* **DATA FOR REVIEW**
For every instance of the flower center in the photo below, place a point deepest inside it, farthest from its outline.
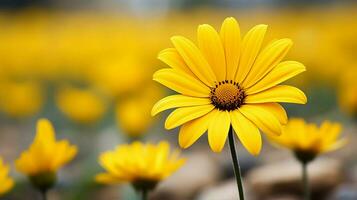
(227, 95)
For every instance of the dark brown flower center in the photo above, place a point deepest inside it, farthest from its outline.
(227, 95)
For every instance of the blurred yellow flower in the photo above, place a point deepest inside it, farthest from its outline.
(45, 156)
(227, 82)
(135, 120)
(120, 76)
(80, 105)
(21, 99)
(143, 165)
(347, 94)
(309, 140)
(6, 182)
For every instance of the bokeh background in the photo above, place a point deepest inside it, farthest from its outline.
(88, 65)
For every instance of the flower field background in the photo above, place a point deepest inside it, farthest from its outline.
(89, 71)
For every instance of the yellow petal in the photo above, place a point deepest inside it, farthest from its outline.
(181, 83)
(247, 132)
(210, 44)
(251, 44)
(230, 36)
(218, 130)
(279, 93)
(262, 118)
(279, 74)
(175, 101)
(194, 59)
(105, 178)
(185, 114)
(277, 110)
(45, 131)
(267, 60)
(337, 145)
(192, 130)
(171, 57)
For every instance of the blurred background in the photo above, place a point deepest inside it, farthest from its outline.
(87, 65)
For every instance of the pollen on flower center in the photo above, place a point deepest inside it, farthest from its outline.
(227, 95)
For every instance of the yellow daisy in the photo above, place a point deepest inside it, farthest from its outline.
(227, 82)
(309, 140)
(6, 183)
(143, 165)
(45, 156)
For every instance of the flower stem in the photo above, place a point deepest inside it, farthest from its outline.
(145, 194)
(44, 194)
(305, 180)
(236, 164)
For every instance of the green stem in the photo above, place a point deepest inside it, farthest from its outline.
(145, 194)
(305, 180)
(236, 164)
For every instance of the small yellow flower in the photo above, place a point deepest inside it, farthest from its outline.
(136, 120)
(45, 156)
(347, 94)
(15, 101)
(6, 183)
(143, 165)
(80, 105)
(309, 140)
(227, 82)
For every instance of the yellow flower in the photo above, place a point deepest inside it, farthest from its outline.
(225, 82)
(347, 94)
(135, 120)
(15, 101)
(309, 140)
(6, 183)
(45, 156)
(139, 163)
(80, 105)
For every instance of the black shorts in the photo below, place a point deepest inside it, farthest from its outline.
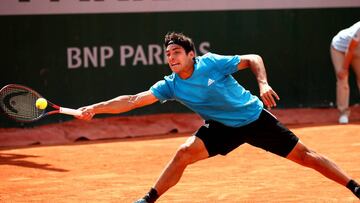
(266, 133)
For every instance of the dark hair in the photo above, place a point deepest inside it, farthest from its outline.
(181, 40)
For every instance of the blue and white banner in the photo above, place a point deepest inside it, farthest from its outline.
(31, 7)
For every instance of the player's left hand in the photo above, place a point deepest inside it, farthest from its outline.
(268, 95)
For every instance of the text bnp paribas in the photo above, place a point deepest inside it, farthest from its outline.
(124, 55)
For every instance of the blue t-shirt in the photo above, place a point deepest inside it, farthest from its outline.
(212, 92)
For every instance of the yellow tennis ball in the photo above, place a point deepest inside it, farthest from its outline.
(41, 103)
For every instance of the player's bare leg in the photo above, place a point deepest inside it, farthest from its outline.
(342, 85)
(309, 158)
(190, 152)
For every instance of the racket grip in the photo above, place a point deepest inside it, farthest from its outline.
(68, 111)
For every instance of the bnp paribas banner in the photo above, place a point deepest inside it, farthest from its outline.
(77, 52)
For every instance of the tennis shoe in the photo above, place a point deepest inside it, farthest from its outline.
(344, 119)
(142, 200)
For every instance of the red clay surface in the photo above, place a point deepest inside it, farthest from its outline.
(122, 170)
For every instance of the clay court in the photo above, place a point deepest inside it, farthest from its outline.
(122, 170)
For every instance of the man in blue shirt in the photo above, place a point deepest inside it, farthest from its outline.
(233, 116)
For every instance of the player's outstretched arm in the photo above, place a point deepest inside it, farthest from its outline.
(256, 64)
(118, 104)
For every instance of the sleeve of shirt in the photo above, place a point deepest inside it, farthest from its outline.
(161, 90)
(226, 64)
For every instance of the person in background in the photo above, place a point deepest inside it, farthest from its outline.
(345, 52)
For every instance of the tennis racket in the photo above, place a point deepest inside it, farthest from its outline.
(19, 103)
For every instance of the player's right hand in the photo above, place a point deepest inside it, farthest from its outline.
(87, 113)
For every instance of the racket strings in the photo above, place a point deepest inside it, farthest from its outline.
(19, 103)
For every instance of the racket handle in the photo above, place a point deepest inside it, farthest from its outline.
(68, 111)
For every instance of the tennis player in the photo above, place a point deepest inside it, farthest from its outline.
(233, 116)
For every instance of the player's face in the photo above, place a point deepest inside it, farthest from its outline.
(178, 60)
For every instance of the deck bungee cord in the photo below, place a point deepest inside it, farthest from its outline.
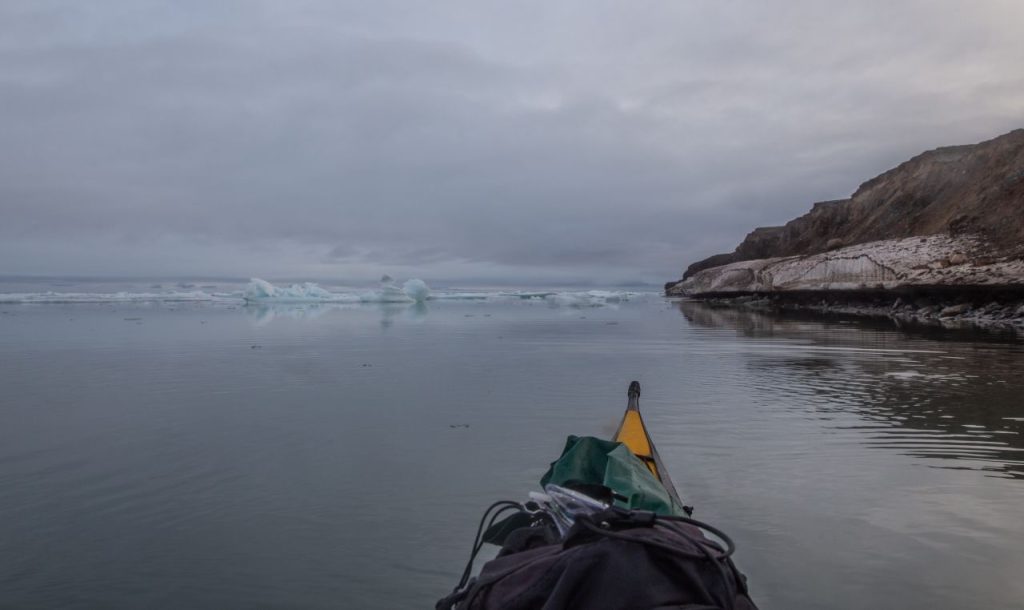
(607, 508)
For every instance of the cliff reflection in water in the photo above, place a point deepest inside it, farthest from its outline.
(951, 398)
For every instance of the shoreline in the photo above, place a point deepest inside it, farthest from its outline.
(990, 308)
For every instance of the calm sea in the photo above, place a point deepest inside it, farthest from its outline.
(213, 454)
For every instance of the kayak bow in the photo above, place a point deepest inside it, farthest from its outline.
(633, 433)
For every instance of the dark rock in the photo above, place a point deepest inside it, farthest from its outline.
(954, 310)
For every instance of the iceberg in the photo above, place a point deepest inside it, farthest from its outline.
(65, 298)
(260, 291)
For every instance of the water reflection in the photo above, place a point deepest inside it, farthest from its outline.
(954, 402)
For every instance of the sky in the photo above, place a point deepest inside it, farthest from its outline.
(574, 141)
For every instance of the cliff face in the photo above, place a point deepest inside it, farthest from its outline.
(956, 190)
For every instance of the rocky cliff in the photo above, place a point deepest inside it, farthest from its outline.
(938, 238)
(956, 190)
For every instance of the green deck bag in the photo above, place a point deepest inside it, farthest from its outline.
(595, 462)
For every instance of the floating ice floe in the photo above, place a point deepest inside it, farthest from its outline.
(56, 298)
(260, 291)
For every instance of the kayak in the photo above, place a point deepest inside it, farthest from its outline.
(633, 433)
(607, 508)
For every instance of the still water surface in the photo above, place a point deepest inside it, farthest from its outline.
(211, 455)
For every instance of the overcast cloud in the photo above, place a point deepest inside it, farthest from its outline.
(518, 141)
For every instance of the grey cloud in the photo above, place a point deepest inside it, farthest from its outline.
(581, 141)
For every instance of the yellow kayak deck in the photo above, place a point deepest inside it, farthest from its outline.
(633, 433)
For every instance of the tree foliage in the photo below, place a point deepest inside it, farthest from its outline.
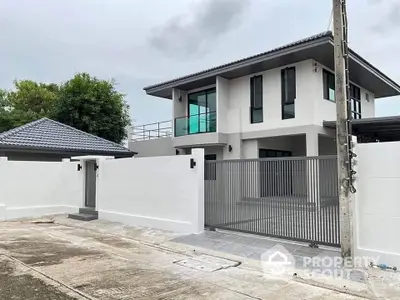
(84, 102)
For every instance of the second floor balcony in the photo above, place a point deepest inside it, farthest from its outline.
(195, 123)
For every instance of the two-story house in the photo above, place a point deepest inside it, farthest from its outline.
(268, 105)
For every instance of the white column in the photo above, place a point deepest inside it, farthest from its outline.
(198, 208)
(3, 206)
(312, 164)
(312, 144)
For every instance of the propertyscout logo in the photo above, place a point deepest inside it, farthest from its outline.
(277, 260)
(280, 261)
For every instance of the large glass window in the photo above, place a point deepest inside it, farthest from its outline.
(202, 112)
(355, 96)
(256, 99)
(329, 85)
(288, 80)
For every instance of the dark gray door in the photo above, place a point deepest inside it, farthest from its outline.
(274, 175)
(90, 184)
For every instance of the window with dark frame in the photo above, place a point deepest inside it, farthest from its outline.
(256, 99)
(288, 80)
(210, 169)
(329, 85)
(355, 96)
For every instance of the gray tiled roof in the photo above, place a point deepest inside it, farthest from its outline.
(318, 36)
(53, 135)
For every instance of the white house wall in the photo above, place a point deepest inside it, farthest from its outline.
(326, 110)
(31, 189)
(377, 206)
(158, 192)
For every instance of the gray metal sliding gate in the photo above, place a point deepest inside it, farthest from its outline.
(293, 198)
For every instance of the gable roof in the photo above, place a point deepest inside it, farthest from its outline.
(50, 135)
(318, 47)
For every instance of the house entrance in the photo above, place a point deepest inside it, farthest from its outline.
(288, 197)
(90, 183)
(273, 179)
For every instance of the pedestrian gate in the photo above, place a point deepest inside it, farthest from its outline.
(293, 198)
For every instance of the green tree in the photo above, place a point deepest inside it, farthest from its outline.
(94, 106)
(28, 101)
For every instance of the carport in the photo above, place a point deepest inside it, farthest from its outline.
(370, 130)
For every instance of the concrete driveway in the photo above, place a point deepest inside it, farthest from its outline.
(100, 260)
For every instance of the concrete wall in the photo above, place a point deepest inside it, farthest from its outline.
(222, 104)
(154, 147)
(326, 145)
(159, 192)
(325, 110)
(376, 203)
(294, 143)
(31, 189)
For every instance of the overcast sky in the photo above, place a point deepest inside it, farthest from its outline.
(143, 42)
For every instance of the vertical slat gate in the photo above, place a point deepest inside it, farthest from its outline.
(292, 198)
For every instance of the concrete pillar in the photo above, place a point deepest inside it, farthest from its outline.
(179, 103)
(3, 207)
(312, 167)
(312, 144)
(198, 208)
(235, 149)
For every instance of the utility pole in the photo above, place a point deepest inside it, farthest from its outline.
(342, 123)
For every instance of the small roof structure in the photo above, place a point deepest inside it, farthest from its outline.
(319, 47)
(383, 129)
(49, 136)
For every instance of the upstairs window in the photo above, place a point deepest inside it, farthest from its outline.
(355, 96)
(329, 85)
(256, 100)
(288, 79)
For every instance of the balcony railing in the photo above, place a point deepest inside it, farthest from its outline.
(151, 131)
(198, 123)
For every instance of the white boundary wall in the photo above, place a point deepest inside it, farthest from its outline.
(32, 189)
(376, 220)
(158, 192)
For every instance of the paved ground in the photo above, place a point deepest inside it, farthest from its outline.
(100, 260)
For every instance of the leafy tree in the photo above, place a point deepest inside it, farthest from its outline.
(29, 101)
(94, 106)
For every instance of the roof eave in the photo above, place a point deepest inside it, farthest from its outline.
(389, 89)
(27, 149)
(392, 88)
(152, 90)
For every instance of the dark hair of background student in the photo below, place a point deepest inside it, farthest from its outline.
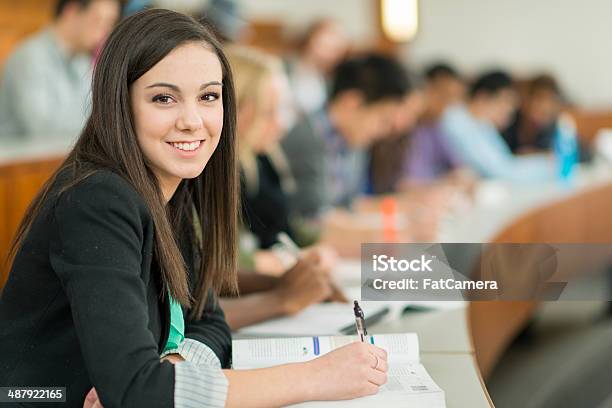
(440, 70)
(377, 77)
(491, 83)
(108, 140)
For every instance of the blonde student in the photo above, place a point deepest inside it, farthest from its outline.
(112, 294)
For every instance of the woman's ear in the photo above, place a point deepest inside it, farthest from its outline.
(246, 117)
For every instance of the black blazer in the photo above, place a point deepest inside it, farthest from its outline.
(82, 306)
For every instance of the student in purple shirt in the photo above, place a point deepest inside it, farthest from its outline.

* **WHAT YOU SHOULD DO**
Everything from the line containing "For every instance of the woman's" to the last line of the entries above should be quoted exactly, and only that.

* **ANSWER TO THIS EXERCISE**
For every instance of the woman's ear in the photo above, place a point deepest inside it, farthest from its outline.
(246, 117)
For every instance of the black blazer in the photo above, place a point deepest inside it, farthest from its outline.
(82, 306)
For every instance of the student in purple shirt in the photo above, place a point deepest inside it, farthest from its outline.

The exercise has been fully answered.